→ Bron:
De leden van de SP-fractie vragen hoe wordt voorkomen dat ook in Europa de grootste vervuilers aan tafel zitten om klimaatbeleid vorm te geven. Laat het gelobby van deze bedrijven tégen klimaatbeleid niet voldoende zien dat dit een heilloze weg zou zijn?
Het kabinet zet zich vol in voor een ambitieus klimaatbeleid in Nederland en in de EU. Het kabinet is van mening dat succesvol klimaatbeleid alleen kan worden gerealiseerd als de overheden, het bedrijfsleven en maatschappelijke organisaties effectief samenwerken. Dat is ook de reden dat het kabinet deze partijen bij elkaar heeft gebracht voor de totstandkoming van het Klimaatakkoord, juist om op basis van de verschillende belangen van partijen tot een gezamenlijke aanpak te komen die op zo breed mogelijk draagvlak kan rekenen. Ook buiten de context van het Klimaatakkoord staat het kabinet open voor overleg met alle belanghebbenden, waarna de besluitvorming plaatsvindt op basis van een zorgvuldige afweging gemaakt tussen alle belangen.
De leden van de SP zijn teleurgesteld dat het EU-ETS verder uitgebreid in plaats van vervangen dreigt te worden. Waarom vasthouden aan dit falende systeem en niet inzetten op afdwingbare normering?
Het kabinet gelooft in de effectiviteit en efficiëntie van het EU-ETS om emissies te reduceren voor de huidige ETS-sectoren. Nederland beoogt verdere aanscherping van het EU-ETS in lijn met een hogere Europese ambitie voor 2030 en 2050. Voor verbreding van het EU-ETS naar de gebouwde omgeving en mobiliteit is het kabinet terughoudend en moeten de effecten eerst worden onderzocht. Voor de scheepvaart is nog veel onzeker en geldt ook dat de effecten moeten worden onderzocht.

→ Gegeven materiaal:

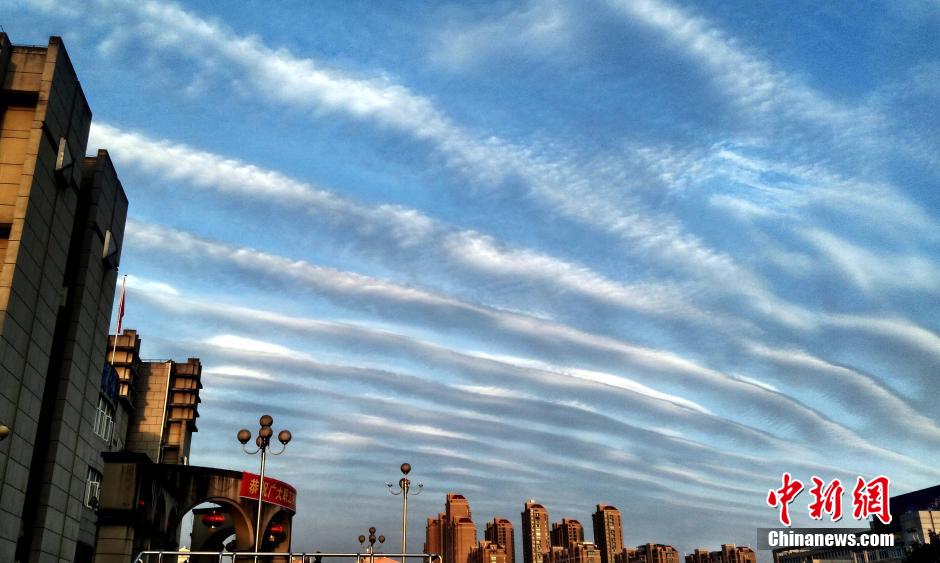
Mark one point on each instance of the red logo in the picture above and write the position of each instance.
(869, 498)
(783, 496)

→ Opdracht: Herhaal alstublieft woordelijk een stuk uit de tekst over het klimaatbeleid: begin bij de woorden met "Het kabinet gelooft" en stop na "moeten worden onderzocht.".

→ Uitgewerkt antwoord:
Het kabinet gelooft in de effectiviteit en efficiëntie van het EU-ETS om emissies te reduceren voor de huidige ETS-sectoren. Nederland beoogt verdere aanscherping van het EU-ETS in lijn met een hogere Europese ambitie voor 2030 en 2050. Voor verbreding van het EU-ETS naar de gebouwde omgeving en mobiliteit is het kabinet terughoudend en moeten de effecten eerst worden onderzocht. Voor de scheepvaart is nog veel onzeker en geldt ook dat de effecten moeten worden onderzocht.